• **Records shown**:
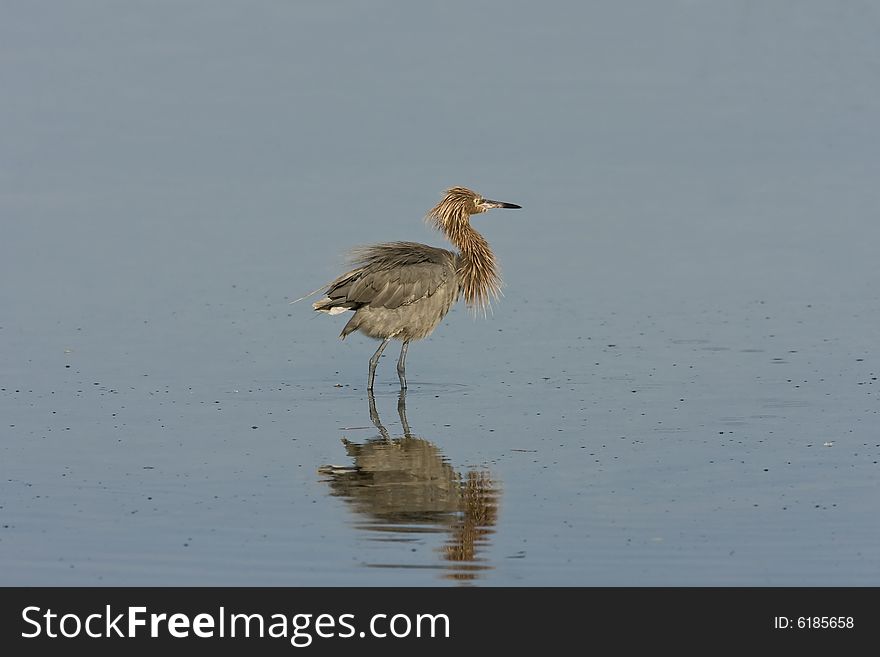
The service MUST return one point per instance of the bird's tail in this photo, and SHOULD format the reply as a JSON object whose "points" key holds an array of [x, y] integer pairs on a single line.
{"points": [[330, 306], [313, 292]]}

* * *

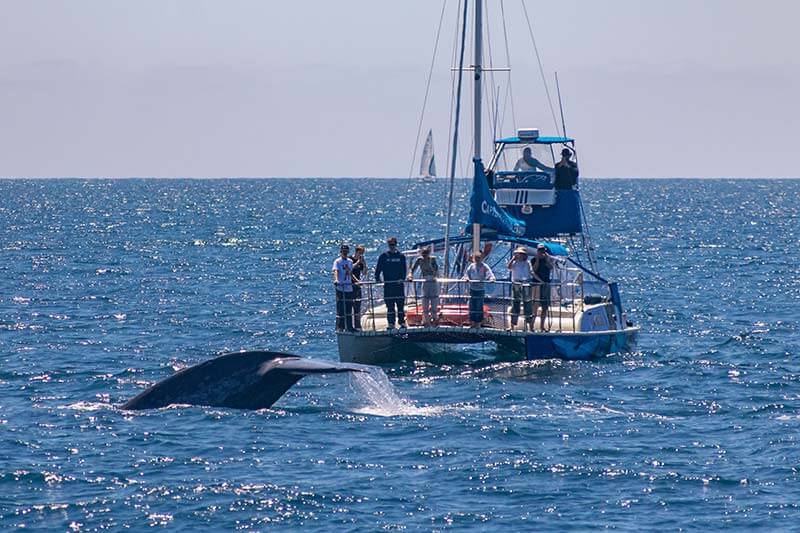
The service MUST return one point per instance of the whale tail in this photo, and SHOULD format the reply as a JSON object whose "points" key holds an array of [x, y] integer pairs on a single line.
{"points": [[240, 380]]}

--

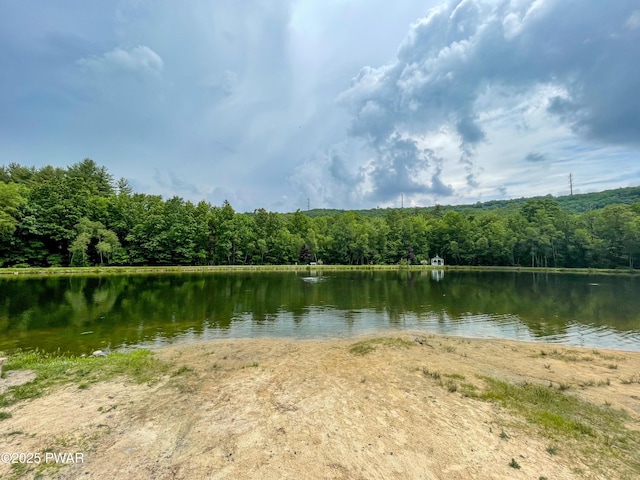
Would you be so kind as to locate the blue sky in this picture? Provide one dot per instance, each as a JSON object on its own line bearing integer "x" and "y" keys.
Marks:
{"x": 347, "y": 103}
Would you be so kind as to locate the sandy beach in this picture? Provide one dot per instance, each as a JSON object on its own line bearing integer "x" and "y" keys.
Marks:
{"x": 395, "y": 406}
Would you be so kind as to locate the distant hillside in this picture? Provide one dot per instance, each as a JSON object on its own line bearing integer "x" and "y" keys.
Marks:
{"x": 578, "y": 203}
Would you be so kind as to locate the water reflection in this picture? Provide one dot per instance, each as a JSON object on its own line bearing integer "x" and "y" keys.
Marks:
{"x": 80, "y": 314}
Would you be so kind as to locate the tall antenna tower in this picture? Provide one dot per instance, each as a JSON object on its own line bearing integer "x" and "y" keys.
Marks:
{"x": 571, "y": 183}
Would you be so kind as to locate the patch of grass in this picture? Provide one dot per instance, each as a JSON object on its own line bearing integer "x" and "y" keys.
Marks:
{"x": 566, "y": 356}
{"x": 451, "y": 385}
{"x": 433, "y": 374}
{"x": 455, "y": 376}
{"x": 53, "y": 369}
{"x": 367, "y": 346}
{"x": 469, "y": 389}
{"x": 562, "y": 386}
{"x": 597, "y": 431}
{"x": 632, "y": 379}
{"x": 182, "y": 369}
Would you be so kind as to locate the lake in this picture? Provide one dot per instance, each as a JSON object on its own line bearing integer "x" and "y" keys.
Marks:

• **Goal**: Report every line in the listing above that contains the string "array". Case matters, so a line with the word in a different case does not count.

• **Exercise response**:
The service MUST return one point per instance of the bird's tail in this photo, and SHOULD format the reply as a JSON object whose "points" key holds an array of [x, y] integer pairs on a single line.
The service MUST return one point per instance of the whale tail in this photo, and SHOULD format the reply as a JSON object whose "points" key holds an array of [x, y] integer pairs on a single line.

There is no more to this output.